Work to complete
Swap "green leaf" for "yellow leaf" throughout the data below and repeat every line with nothing else changed. Omit the pictures from your answer.

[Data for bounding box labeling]
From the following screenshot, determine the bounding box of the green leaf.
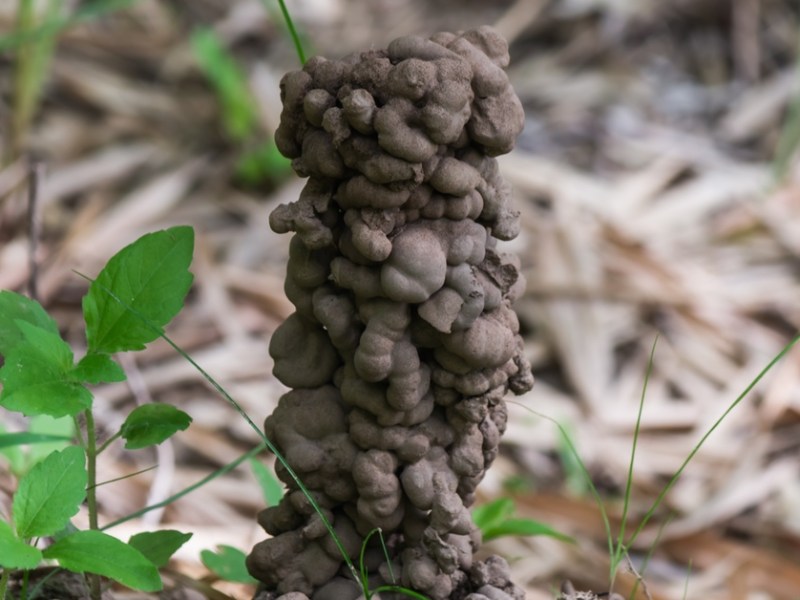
[250,458,283,506]
[0,290,58,356]
[83,226,194,354]
[42,530,163,592]
[12,446,86,539]
[26,415,75,471]
[200,545,256,583]
[0,521,42,569]
[72,353,125,384]
[483,519,576,544]
[0,431,72,448]
[234,140,292,185]
[128,529,192,568]
[472,498,515,538]
[0,319,92,417]
[120,403,192,450]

Completed task
From the following screenshot, determine the bounding box of the yellow leaf.
[250,458,283,506]
[0,290,58,356]
[83,226,194,354]
[42,530,163,592]
[12,446,86,539]
[26,415,75,471]
[200,545,256,583]
[0,521,42,569]
[72,353,125,384]
[483,519,576,544]
[0,431,72,448]
[234,140,292,185]
[128,529,192,568]
[472,498,515,538]
[0,319,92,417]
[120,403,192,450]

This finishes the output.